→ Work instructions
Of the lines in the data below, write out exactly those from the one holding "Every instance of the small" through the one holding "Every instance of the green", both included.

→ Data
· · ·

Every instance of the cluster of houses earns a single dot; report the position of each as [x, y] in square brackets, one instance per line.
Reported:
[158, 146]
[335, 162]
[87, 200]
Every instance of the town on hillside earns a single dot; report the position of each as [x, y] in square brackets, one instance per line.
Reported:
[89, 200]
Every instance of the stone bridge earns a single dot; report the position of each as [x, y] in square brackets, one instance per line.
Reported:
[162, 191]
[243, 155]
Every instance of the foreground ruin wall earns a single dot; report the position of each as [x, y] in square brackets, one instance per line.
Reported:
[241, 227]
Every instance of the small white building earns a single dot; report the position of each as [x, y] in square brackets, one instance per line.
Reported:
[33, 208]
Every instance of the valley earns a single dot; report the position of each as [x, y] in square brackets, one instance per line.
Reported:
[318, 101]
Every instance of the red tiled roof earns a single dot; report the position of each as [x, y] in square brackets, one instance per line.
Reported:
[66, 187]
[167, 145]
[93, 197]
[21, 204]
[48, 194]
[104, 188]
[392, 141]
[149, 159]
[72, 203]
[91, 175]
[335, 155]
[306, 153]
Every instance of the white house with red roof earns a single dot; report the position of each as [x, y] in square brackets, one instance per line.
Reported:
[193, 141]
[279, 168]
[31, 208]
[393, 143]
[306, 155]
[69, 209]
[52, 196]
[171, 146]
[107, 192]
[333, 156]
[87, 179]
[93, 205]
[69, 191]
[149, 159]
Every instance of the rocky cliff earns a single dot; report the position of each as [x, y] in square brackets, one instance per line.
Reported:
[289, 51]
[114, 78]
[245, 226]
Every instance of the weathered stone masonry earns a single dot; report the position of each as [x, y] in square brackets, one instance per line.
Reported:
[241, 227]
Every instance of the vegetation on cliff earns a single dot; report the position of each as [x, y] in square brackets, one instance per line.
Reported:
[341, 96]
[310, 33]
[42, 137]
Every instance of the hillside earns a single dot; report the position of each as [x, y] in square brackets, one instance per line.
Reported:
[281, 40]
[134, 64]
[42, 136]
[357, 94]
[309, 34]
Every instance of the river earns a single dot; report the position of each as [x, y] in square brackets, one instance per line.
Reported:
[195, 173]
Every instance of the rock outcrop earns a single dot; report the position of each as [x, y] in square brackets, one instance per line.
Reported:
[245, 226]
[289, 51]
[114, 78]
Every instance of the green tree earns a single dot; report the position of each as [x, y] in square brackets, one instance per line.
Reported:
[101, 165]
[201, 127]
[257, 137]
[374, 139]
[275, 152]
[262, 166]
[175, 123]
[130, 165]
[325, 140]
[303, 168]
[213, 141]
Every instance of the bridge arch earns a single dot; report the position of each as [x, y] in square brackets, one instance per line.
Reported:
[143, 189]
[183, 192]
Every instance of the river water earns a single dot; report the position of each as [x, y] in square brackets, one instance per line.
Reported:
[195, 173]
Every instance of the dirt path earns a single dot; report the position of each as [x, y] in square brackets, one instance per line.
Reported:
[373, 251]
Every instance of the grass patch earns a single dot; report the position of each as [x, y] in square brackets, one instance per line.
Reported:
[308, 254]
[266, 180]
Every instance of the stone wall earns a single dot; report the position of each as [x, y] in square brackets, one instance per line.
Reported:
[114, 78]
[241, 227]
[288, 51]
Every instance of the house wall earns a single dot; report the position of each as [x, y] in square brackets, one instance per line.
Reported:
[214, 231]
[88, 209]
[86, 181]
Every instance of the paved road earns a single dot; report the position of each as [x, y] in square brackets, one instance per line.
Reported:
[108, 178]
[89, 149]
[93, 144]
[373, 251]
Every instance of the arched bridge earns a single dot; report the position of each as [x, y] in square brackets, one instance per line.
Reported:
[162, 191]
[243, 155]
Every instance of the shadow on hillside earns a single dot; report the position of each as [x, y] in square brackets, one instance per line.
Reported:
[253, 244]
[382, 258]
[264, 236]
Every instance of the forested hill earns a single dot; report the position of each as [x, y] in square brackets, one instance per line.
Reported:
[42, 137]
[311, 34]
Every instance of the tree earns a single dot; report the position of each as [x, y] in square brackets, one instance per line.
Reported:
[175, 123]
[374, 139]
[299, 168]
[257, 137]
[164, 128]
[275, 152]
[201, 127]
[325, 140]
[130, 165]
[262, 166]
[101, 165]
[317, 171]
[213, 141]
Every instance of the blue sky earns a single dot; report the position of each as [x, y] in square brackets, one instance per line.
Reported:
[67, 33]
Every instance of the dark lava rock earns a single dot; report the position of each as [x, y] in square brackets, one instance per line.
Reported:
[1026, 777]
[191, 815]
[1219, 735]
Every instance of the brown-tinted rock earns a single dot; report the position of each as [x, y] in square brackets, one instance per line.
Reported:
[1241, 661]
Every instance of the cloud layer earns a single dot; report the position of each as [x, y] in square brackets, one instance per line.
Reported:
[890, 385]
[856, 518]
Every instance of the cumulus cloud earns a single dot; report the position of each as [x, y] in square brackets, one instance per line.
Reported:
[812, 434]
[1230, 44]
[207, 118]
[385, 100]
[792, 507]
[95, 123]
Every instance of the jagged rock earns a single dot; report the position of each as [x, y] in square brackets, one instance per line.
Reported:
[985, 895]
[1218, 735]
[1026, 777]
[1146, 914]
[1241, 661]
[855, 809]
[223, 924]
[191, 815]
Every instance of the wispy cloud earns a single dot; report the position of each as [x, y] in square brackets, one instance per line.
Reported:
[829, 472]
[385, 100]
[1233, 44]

· · ·

→ Your response
Every instance of the small white building earns a single dot; report the position of each as [x, y] in square brackets, one instance per line.
Reported:
[33, 208]
Every instance of the valley earns a single dot; report the position of each as [x, y] in square brackets, one instance per line.
Reported:
[318, 101]
Every instance of the red tiled roof earns a single dot; report the position of each as [x, y] in square brackets, one instance per line.
Reported:
[66, 187]
[167, 145]
[93, 197]
[21, 204]
[48, 194]
[104, 188]
[392, 141]
[149, 159]
[72, 203]
[91, 175]
[335, 155]
[306, 153]
Every instance of the white house with red roof earns a single dot; report the position of each as [x, y] in square brackets, one instance per line.
Reported:
[193, 141]
[279, 168]
[31, 208]
[393, 143]
[306, 155]
[69, 209]
[52, 196]
[171, 146]
[107, 192]
[333, 156]
[87, 179]
[93, 205]
[69, 191]
[149, 159]
Every instance of the rocky cliff earns a single dot; report the position of each as [x, y] in square brackets, one instance per line.
Reported:
[289, 51]
[114, 78]
[245, 226]
Every instance of the weathered stone masonry earns a single dot; report the position of each as [x, y] in square brackets, one instance per line.
Reported:
[241, 227]
Every instance of the vegetation on cliff earns a single dot; report the position of each as [x, y] in square brackets, one instance per line.
Reported:
[341, 96]
[310, 33]
[42, 137]
Every instance of the hillside earns a single dot; report the position of each as [x, y] in square brackets, one instance per line.
Reported:
[281, 40]
[134, 64]
[42, 136]
[357, 94]
[309, 34]
Every instance of the river earns a single dot; report the position of each as [x, y] in square brackets, one instance per line.
Reported:
[195, 173]
Every instance of the rock outcrop earns a single dot; report the position of each as [x, y] in square brackets, one instance per line.
Reported:
[245, 226]
[289, 51]
[114, 78]
Every instance of the green tree earns a single dot; report the position of each as [x, y] in square brackets, one instance per line.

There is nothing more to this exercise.